* Problems to solve:
a) List every reticle the reticle discussion names in the paragraph that begins "With non tree reticles".
b) Echo the stretch of the reticle discussion from "If someone doesn't" through "the basic tree.".

* Source text:
____________________
For general purpose use, the SKMR3 is probably my favorite reticle and I personally don't see any downsides to that reticle compared to something more simple such as an MSR. I have felt limited in the past in certain situations with the MSR, but never with the SKMR3. The MSR can get you through most situations, but is lacking for ELR and longer distance hold over situations.
 
We all have our own preferences. I am on the record with my dislike of Horus reticles. I think they are a retired mosquito net designer's wet dream. That having been said, they clearly work for a lot of people.

Personally, I have over the years developed a specific reticle preference where there is a simple mrad-based tree that is fairly thin so that at low power it basically disappears, but is usable from about 9x on up to whatever the top magnification is.

Most currently available tree reticles are not exactly what I am looking for, but there are many that I am perfectly comfortable with. I have all sorts of mileage with Gen 2 XR, all of the Vortex reticles, Athlons's, Sig's etc. I have also really developed a strong affinity for Delta's LRD-1T reticle. Since I've been using it so much this year. The tree in it is not too different from other good designs out there, but I really like the arrangement for the primary aiming point. I think it is intelligently done.

With non tree reticles, I think the latest version of the MSR is very good. I like Mil-C. However, even older and simpler designs like MilDot Gen2 and SWFA's Mil-Quad really work well in my opinion.

Then again, most people here are probably better shooters than I am, so take this for what it is.

ILya
 
Yeah. I find the "Horus" style recitals too cluttered and sometimes very un-useful. It always seem the guy that has it, shoots the widest groups. :p

Well, I must be the exception seeing as how I won a long range series two years in a row, 98% holding over and off in the H59. This was against AZ's best steel shooters at the time, who dialed.

Years ago with H58 I believe, a real sniper in a world sniper comp had his Nighforce F1 break during the comp, he won holding over and off, he had to since his scope no longer dialed correctly.

In that vain I had a scope with a Horus reticle, my first FFP scope that didn't track correctly, I couldn't afford to buy a more expensive scope at the time so guess what??? I had to learn to use the reticle to it's full advantage, and I did just that.

I get the preference thing. That's fine if you don't like tree or grid reticles but don't state things like "un- useful" when that is a severe misconception.

If it's windy, and for whatever reason somebody is required to holdover and off with the reticle, those .2 mil holds work fantastic, especially if engaging smaller steel.

The grid and the tree reticles provide measurement and reference, learn to use them. Nothing more, nothing less.

If someone doesn't want to holdover, that's different, just dial and carry on.
 
I like minimalist reticles like a lot of tactical steel shooters who primarily shoot KDTs. However, “busy” just means you’re not using the features of that particular set up, and it’s distracting you. If you shot UKD targets my guess would be they stopped looking “busy”, and started looking very useful. Some of them are set up so if you add a little power they get a lot less cluttered as well. Even when I use a laser on UKD targets I still confirm in the reticle if practical. I can’t do that on my comp gun with the basic tree.

Or, rather I can, but not as easily, and I have to do maths in my head.
____________________
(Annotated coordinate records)
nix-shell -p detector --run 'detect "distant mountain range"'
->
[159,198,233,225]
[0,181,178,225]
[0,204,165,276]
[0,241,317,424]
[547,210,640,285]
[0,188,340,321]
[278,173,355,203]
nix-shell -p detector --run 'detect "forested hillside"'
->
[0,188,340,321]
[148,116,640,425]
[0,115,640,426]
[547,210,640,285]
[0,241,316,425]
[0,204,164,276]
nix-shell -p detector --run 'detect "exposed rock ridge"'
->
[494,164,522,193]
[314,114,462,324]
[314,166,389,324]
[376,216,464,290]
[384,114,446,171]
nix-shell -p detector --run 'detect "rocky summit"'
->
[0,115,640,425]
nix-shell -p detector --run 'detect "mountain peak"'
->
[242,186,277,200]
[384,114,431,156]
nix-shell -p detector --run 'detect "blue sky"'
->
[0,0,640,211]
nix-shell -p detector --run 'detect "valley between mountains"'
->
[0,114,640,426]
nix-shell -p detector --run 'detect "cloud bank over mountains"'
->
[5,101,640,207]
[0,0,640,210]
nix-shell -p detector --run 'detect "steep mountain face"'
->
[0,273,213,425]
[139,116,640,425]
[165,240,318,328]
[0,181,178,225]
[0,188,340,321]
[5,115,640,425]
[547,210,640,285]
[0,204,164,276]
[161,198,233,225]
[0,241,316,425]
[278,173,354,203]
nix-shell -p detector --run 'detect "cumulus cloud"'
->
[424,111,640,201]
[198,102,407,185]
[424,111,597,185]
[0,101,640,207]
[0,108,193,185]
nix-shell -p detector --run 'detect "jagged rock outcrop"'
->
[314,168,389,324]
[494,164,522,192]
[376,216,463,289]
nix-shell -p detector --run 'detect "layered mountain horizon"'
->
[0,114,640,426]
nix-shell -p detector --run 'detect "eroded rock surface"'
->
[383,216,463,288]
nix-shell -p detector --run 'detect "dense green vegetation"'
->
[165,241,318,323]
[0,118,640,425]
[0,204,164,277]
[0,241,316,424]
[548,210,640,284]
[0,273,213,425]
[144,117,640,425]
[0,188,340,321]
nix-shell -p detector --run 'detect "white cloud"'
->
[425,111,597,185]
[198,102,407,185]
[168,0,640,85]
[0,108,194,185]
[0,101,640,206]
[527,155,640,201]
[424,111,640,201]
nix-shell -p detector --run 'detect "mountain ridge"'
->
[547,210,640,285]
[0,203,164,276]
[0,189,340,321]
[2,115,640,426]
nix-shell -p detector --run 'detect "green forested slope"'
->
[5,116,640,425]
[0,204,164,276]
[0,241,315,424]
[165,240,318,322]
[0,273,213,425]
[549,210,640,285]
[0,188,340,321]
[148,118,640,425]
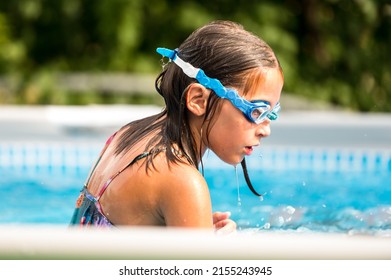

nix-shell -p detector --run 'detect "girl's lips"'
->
[244,146,253,156]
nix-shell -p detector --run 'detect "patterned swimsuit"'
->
[70,133,150,227]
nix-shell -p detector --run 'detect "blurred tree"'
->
[0,0,391,111]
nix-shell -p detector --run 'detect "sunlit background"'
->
[0,0,391,111]
[0,0,391,236]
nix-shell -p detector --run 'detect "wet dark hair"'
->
[116,21,281,182]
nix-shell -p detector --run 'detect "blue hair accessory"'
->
[156,48,281,124]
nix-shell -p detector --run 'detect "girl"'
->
[71,21,283,232]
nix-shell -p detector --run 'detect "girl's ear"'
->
[186,83,210,117]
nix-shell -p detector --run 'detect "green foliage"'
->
[0,0,391,112]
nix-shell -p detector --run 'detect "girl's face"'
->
[203,68,284,165]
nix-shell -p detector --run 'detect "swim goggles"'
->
[156,48,281,124]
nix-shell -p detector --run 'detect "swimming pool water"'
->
[0,144,391,234]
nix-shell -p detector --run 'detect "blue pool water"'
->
[0,144,391,234]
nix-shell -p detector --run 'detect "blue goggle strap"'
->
[156,48,253,113]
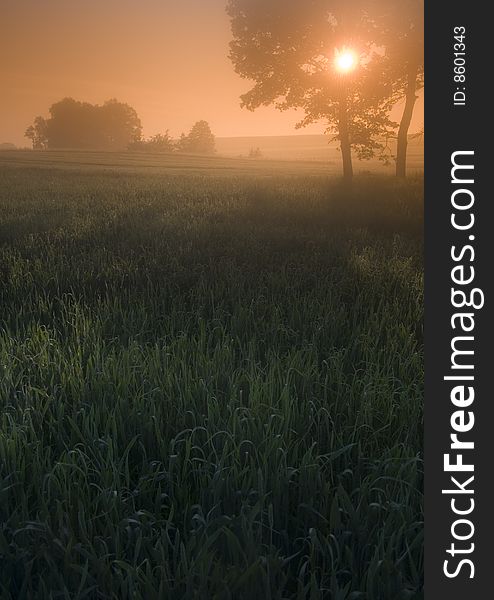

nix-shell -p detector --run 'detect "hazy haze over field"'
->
[0,0,423,145]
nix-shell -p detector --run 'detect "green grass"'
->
[0,159,423,600]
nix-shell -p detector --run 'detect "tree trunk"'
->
[338,94,353,183]
[396,64,418,177]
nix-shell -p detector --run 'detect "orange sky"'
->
[0,0,423,145]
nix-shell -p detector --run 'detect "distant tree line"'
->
[25,98,215,154]
[129,121,216,154]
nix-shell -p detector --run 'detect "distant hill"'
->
[216,135,424,170]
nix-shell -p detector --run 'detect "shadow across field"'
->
[0,167,423,600]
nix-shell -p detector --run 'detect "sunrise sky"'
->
[0,0,423,146]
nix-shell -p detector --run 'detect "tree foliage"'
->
[25,98,142,150]
[177,121,216,154]
[227,0,394,158]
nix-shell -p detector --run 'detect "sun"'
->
[334,48,358,73]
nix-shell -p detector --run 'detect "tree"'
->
[177,121,216,154]
[98,98,142,150]
[227,0,395,180]
[368,0,424,177]
[24,117,48,150]
[25,98,142,150]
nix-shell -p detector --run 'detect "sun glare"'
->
[334,48,358,73]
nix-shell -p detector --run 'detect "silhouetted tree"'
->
[26,98,142,150]
[366,0,424,177]
[227,0,395,179]
[129,131,175,152]
[24,117,48,150]
[177,121,216,154]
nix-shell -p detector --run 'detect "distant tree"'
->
[177,121,216,154]
[249,147,262,158]
[25,98,142,150]
[24,117,48,150]
[97,98,142,150]
[129,131,175,153]
[227,0,395,180]
[366,0,424,177]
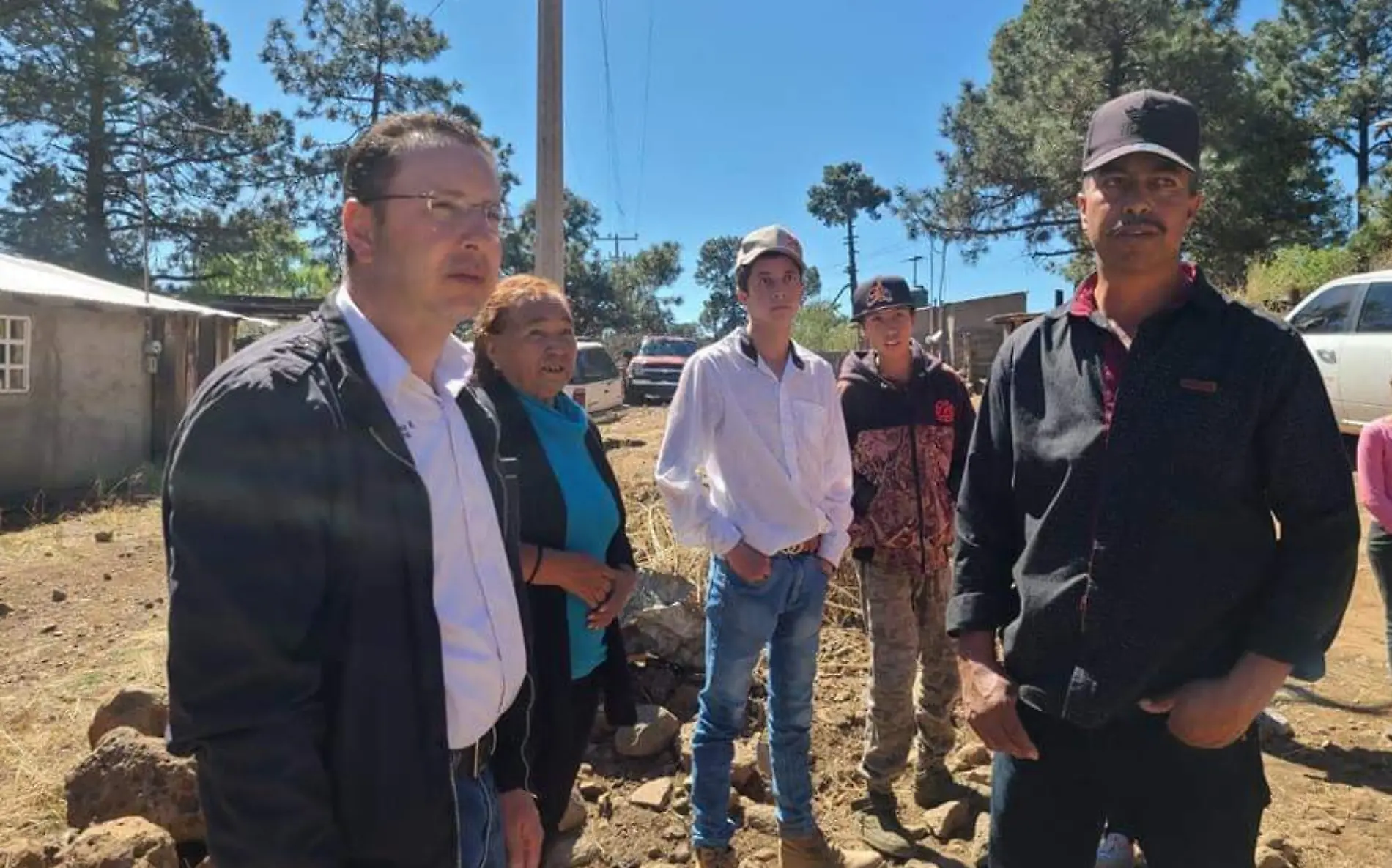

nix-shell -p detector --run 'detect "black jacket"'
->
[948,274,1358,726]
[164,302,530,868]
[837,341,976,571]
[484,379,637,734]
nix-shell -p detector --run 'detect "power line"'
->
[634,3,657,227]
[596,0,625,226]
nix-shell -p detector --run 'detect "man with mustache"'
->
[164,114,541,868]
[947,90,1358,868]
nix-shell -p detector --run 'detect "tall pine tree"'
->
[0,0,294,281]
[899,0,1339,285]
[260,0,517,253]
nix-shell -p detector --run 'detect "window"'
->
[0,317,29,393]
[637,338,696,357]
[571,346,618,384]
[1358,283,1392,331]
[1290,283,1358,334]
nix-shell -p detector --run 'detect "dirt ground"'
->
[0,409,1392,868]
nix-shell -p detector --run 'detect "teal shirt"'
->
[518,393,618,679]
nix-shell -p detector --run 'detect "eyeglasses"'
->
[358,193,508,231]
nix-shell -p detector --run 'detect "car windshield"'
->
[637,338,696,356]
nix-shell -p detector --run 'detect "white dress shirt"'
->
[336,288,526,749]
[656,328,852,563]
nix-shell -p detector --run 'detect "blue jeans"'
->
[692,555,827,847]
[453,769,508,868]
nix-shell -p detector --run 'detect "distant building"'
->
[0,253,268,502]
[913,292,1029,391]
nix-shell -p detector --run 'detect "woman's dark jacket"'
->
[483,376,637,752]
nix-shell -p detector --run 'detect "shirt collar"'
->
[334,286,473,398]
[738,327,807,370]
[1067,261,1207,320]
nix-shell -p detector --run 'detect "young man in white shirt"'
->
[656,227,880,868]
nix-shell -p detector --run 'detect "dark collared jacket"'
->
[948,268,1358,726]
[164,300,532,868]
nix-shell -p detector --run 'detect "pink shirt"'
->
[1358,416,1392,530]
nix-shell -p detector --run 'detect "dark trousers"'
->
[532,672,600,842]
[988,702,1271,868]
[1369,522,1392,675]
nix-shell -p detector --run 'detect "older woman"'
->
[475,275,636,843]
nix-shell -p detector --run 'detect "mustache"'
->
[1107,214,1165,235]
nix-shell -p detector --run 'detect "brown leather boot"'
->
[778,832,884,868]
[696,847,739,868]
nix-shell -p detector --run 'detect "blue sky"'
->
[203,0,1276,320]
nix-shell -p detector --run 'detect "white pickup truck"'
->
[1287,271,1392,434]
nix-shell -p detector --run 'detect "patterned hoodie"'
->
[838,341,976,573]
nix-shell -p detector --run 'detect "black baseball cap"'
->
[851,277,913,323]
[1083,90,1199,174]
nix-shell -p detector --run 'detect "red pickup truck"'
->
[623,335,700,405]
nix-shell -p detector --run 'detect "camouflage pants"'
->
[856,560,958,792]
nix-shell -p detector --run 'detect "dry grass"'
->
[0,625,164,837]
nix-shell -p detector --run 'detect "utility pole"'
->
[594,232,637,261]
[536,0,565,291]
[903,255,923,289]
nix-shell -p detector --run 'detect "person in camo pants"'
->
[840,277,976,858]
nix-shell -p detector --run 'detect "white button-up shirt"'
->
[656,328,852,563]
[336,288,526,745]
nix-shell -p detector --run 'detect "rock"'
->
[620,571,706,672]
[0,837,53,868]
[1257,847,1292,868]
[1257,708,1296,741]
[579,778,608,801]
[667,684,700,724]
[628,778,673,811]
[1311,817,1344,834]
[65,726,207,843]
[88,687,170,747]
[59,817,178,868]
[923,798,974,842]
[571,837,604,868]
[629,659,678,705]
[614,705,682,757]
[676,721,696,772]
[745,804,778,837]
[948,744,991,772]
[557,789,586,834]
[730,738,764,801]
[968,811,991,860]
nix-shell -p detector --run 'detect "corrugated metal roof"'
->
[0,253,274,325]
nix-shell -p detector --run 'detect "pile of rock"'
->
[0,687,210,868]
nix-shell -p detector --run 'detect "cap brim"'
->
[1083,142,1199,174]
[735,248,807,271]
[851,302,917,323]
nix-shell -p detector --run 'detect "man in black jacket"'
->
[838,277,976,858]
[948,90,1358,868]
[164,114,540,868]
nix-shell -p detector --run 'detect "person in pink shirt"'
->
[1358,416,1392,675]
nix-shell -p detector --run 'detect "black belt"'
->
[450,729,498,778]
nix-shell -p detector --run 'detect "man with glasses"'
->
[164,114,541,868]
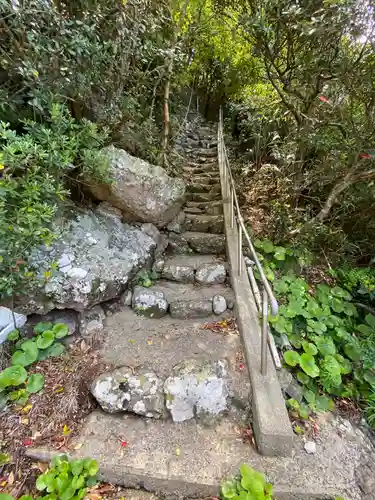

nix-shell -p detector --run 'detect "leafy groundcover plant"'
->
[0,323,69,409]
[0,455,99,500]
[256,241,375,421]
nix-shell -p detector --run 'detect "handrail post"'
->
[238,227,242,276]
[260,287,268,376]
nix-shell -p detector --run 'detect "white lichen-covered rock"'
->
[212,295,227,314]
[164,359,228,423]
[91,367,164,418]
[89,146,185,227]
[195,264,227,285]
[17,208,156,314]
[132,286,168,318]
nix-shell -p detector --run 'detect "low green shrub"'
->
[257,242,375,424]
[221,464,272,500]
[0,455,99,500]
[0,323,69,409]
[0,104,109,299]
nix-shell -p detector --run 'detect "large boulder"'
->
[17,209,156,314]
[85,146,185,227]
[164,359,229,423]
[91,367,164,418]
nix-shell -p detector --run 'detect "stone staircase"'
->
[27,121,368,500]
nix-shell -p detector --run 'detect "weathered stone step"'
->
[184,214,224,234]
[184,200,223,215]
[186,192,221,203]
[186,182,221,193]
[161,255,229,285]
[183,174,220,186]
[181,231,226,255]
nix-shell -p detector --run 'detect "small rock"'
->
[162,264,194,283]
[304,441,316,455]
[66,267,87,280]
[167,212,186,233]
[195,264,227,285]
[164,359,228,423]
[96,201,122,220]
[227,299,236,310]
[212,295,227,314]
[169,299,212,319]
[132,286,168,318]
[152,259,165,273]
[79,306,105,339]
[120,290,133,306]
[91,367,164,418]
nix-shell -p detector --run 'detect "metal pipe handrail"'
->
[218,108,279,375]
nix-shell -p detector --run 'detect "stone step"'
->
[183,174,220,186]
[186,182,221,193]
[161,255,229,286]
[181,231,226,255]
[186,193,221,203]
[132,282,234,319]
[184,200,223,215]
[184,214,224,234]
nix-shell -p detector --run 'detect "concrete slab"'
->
[100,306,251,408]
[27,412,374,500]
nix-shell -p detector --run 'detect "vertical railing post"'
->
[237,222,242,276]
[260,287,268,376]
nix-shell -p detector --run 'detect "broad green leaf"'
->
[8,330,20,341]
[299,352,319,378]
[303,388,316,404]
[284,351,300,366]
[273,247,286,260]
[365,314,375,330]
[0,365,27,389]
[70,460,84,474]
[315,396,334,412]
[302,340,318,356]
[52,323,69,339]
[297,371,311,384]
[27,373,44,393]
[36,330,55,349]
[262,240,274,253]
[316,336,336,356]
[344,342,362,361]
[83,458,99,476]
[12,351,36,366]
[0,493,14,500]
[21,340,38,361]
[34,322,53,335]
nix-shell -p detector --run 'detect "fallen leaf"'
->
[86,493,102,500]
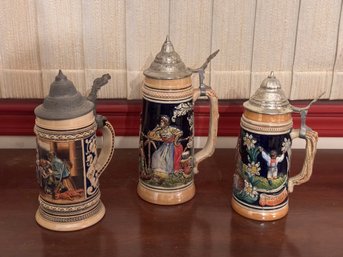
____________________
* Expected answers:
a) MSR (latest version), Mil-C, MilDot Gen2, SWFA's Mil-Quad

b)
If someone doesn't want to holdover, that's different, just dial and carry on.
 
I like minimalist reticles like a lot of tactical steel shooters who primarily shoot KDTs. However, “busy” just means you’re not using the features of that particular set up, and it’s distracting you. If you shot UKD targets my guess would be they stopped looking “busy”, and started looking very useful. Some of them are set up so if you add a little power they get a lot less cluttered as well. Even when I use a laser on UKD targets I still confirm in the reticle if practical. I can’t do that on my comp gun with the basic tree.